§ Tasks to carry out
**1)** In the AWS migration notes, where are the results of AWS Application Discovery Service viewed?
**2)** Please reproduce the AWS migration notes word for word, starting at "Keywords: continuous, ongoing, replication, CDC" and ending at "in Migration Hub.".
**3)** Pick up the AWS migration notes where they stop and keep writing them.

§ Passage given
◇ ◇ ◇

Pattern: “Ongoing replication after initial database migration”

Keywords: continuous, ongoing, replication, CDC Answer: DMS with CDC (Change Data Capture) Why: DMS supports continuous replication, not just one-time migration.

Pattern: “Gather information about on-prem servers before migration”

Keywords: discovery, planning, inventory, on-premises Answer: AWS Application Discovery Service → Migration Hub Why: Agentless (VM inventory) or Agent-based (processes, network). Results viewed in Migration Hub.

Pattern: “DR for servers with continuous block-level replication”

Keywords: DR, servers, continuous replication, failover/failback Answer: AWS DRS (Elastic Disaster Recovery) Why: DRS = ongoing DR with failover. MGN = one-time migration. Both use continuous replication but different purpose.

◇ ◇ ◇

§ Collected material

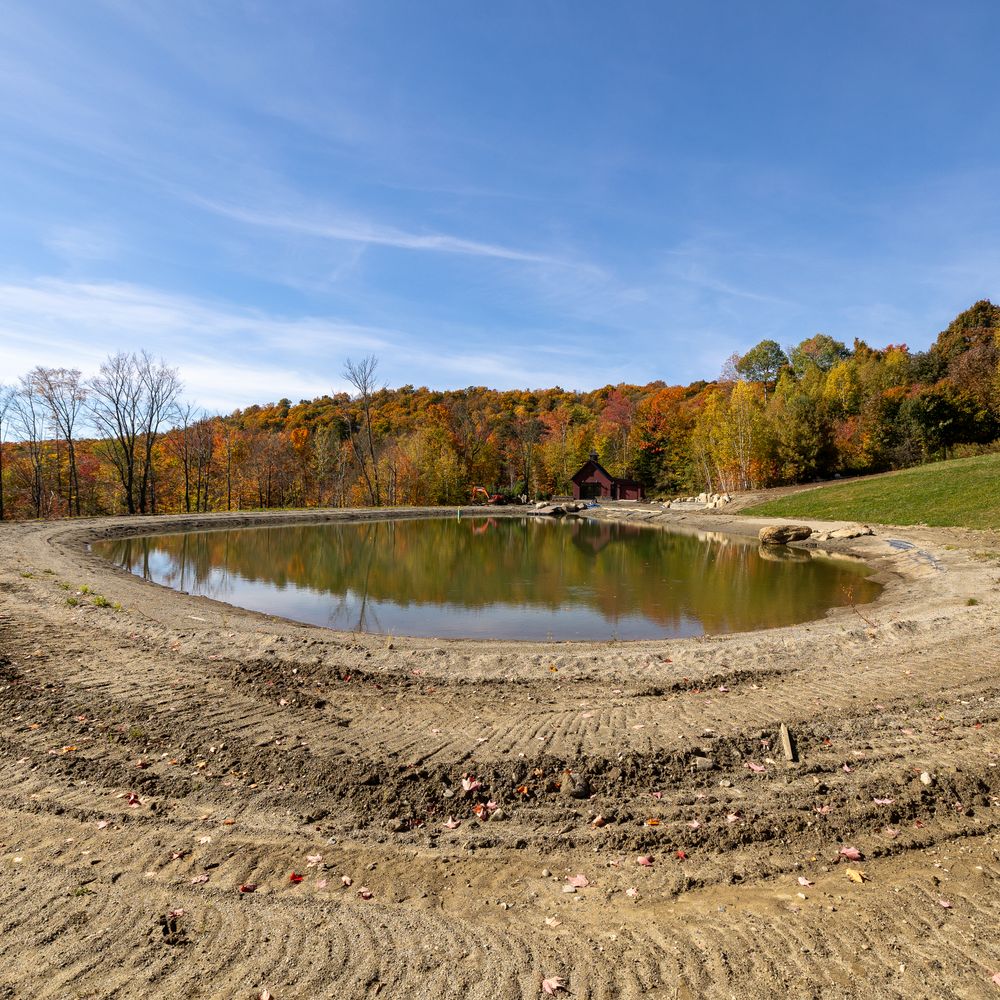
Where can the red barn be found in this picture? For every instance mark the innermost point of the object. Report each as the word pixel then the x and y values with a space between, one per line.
pixel 594 482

◇ ◇ ◇

§ Answers in order
**1)** In Migration Hub.

**2)**
Keywords: continuous, ongoing, replication, CDC Answer: DMS with CDC (Change Data Capture) Why: DMS supports continuous replication, not just one-time migration.

Pattern: “Gather information about on-prem servers before migration”

Keywords: discovery, planning, inventory, on-premises Answer: AWS Application Discovery Service → Migration Hub Why: Agentless (VM inventory) or Agent-based (processes, network). Results viewed in Migration Hub.

**3)**
Pattern: “Move large files from on-prem NFS to S3/EFS”

Keywords: files, on-prem, NFS, SMB, sync Answer: AWS DataSync Why: Agent-based, preserves file permissions, incremental sync. Not DMS (databases) or Snowball (physical).

Pattern: “Extend VMware environment to AWS”

Keywords: VMware, vSphere, hybrid, extend Answer: VMware Cloud on AWS Why: Runs vSphere/vSAN/NSX on dedicated AWS hardware. Keep VMware tools, access AWS services.

Pattern: “Test application resilience by injecting faults”

Keywords: chaos, fault injection, resilience, stress test Answer: AWS FIS (Fault Injection Simulator) Why: Managed chaos engineering — CPU stress, stop instances, API errors. Pre-built templates.

Pattern: “Build a business case for migration to AWS”

Keywords: business case, cost analysis, baseline, current state Answer: AWS Migration Evaluator Why: Agentless Collector discovers on-prem footprint → analyzes → builds data-driven migration plan. NOT Application Discovery Service (that discovers servers, not costs).

Pattern: “Track migration progress across multiple services”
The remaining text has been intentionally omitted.